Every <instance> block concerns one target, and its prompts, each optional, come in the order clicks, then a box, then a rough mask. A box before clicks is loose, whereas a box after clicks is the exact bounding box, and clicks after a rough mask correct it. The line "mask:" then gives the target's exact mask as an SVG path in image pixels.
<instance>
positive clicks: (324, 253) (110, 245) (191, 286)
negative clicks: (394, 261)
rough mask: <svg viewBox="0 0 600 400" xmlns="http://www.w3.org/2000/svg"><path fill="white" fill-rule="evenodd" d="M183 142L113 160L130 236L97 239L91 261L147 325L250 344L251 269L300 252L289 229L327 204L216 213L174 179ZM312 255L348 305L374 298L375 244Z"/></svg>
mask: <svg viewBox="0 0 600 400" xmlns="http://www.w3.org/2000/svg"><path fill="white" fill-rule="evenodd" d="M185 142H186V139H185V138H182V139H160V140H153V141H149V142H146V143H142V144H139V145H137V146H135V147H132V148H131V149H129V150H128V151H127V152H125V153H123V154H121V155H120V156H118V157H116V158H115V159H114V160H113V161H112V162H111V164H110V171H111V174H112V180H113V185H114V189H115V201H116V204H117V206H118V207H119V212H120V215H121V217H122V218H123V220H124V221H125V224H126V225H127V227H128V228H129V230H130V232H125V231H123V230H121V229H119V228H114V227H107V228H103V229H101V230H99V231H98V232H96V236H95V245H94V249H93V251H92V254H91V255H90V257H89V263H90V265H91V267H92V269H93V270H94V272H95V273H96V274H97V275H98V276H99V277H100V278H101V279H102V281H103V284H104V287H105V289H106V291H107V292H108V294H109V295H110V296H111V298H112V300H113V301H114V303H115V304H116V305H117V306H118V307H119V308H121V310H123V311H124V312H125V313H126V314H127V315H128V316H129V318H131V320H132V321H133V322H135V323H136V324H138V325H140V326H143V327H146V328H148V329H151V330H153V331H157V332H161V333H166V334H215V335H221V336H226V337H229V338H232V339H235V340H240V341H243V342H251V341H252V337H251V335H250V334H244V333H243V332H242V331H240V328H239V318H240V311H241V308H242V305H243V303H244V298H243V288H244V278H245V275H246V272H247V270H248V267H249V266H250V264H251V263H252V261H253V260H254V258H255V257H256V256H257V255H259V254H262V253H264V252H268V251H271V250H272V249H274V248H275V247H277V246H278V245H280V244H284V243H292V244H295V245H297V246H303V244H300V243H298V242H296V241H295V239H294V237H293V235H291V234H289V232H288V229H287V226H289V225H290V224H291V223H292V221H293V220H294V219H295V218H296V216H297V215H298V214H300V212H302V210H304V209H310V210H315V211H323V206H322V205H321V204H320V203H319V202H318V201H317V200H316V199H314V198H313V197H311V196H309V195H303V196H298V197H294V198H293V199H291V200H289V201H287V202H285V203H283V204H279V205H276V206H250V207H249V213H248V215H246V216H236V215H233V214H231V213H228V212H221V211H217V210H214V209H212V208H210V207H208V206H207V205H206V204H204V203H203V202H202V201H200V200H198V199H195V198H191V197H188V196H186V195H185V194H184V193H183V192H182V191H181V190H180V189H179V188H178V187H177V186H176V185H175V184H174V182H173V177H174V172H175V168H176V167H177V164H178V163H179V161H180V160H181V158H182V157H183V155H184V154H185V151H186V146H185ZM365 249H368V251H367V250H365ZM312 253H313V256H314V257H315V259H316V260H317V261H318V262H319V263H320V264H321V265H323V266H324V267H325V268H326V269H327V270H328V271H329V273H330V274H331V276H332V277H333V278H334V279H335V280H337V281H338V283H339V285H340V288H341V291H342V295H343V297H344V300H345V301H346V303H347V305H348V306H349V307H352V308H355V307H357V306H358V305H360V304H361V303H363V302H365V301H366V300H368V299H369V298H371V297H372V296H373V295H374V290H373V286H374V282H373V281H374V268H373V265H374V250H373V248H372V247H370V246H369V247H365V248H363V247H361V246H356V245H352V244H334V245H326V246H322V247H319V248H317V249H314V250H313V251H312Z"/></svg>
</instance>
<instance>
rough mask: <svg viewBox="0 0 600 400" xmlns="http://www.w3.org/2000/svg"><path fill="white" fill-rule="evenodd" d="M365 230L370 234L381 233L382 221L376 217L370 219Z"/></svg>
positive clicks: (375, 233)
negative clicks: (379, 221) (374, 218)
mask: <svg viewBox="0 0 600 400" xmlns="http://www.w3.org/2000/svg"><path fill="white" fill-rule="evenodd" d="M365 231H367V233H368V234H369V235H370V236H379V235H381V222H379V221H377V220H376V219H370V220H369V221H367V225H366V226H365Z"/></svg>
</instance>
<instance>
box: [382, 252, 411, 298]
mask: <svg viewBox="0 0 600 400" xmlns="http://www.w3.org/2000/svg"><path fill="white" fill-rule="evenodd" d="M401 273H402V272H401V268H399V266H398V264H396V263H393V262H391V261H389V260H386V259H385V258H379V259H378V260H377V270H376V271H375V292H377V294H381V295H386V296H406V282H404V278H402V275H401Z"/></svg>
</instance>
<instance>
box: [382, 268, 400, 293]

__________

Task description: Determine how many lines in the entries above hold the string "positive", then report that number and nothing further.

Solution: 2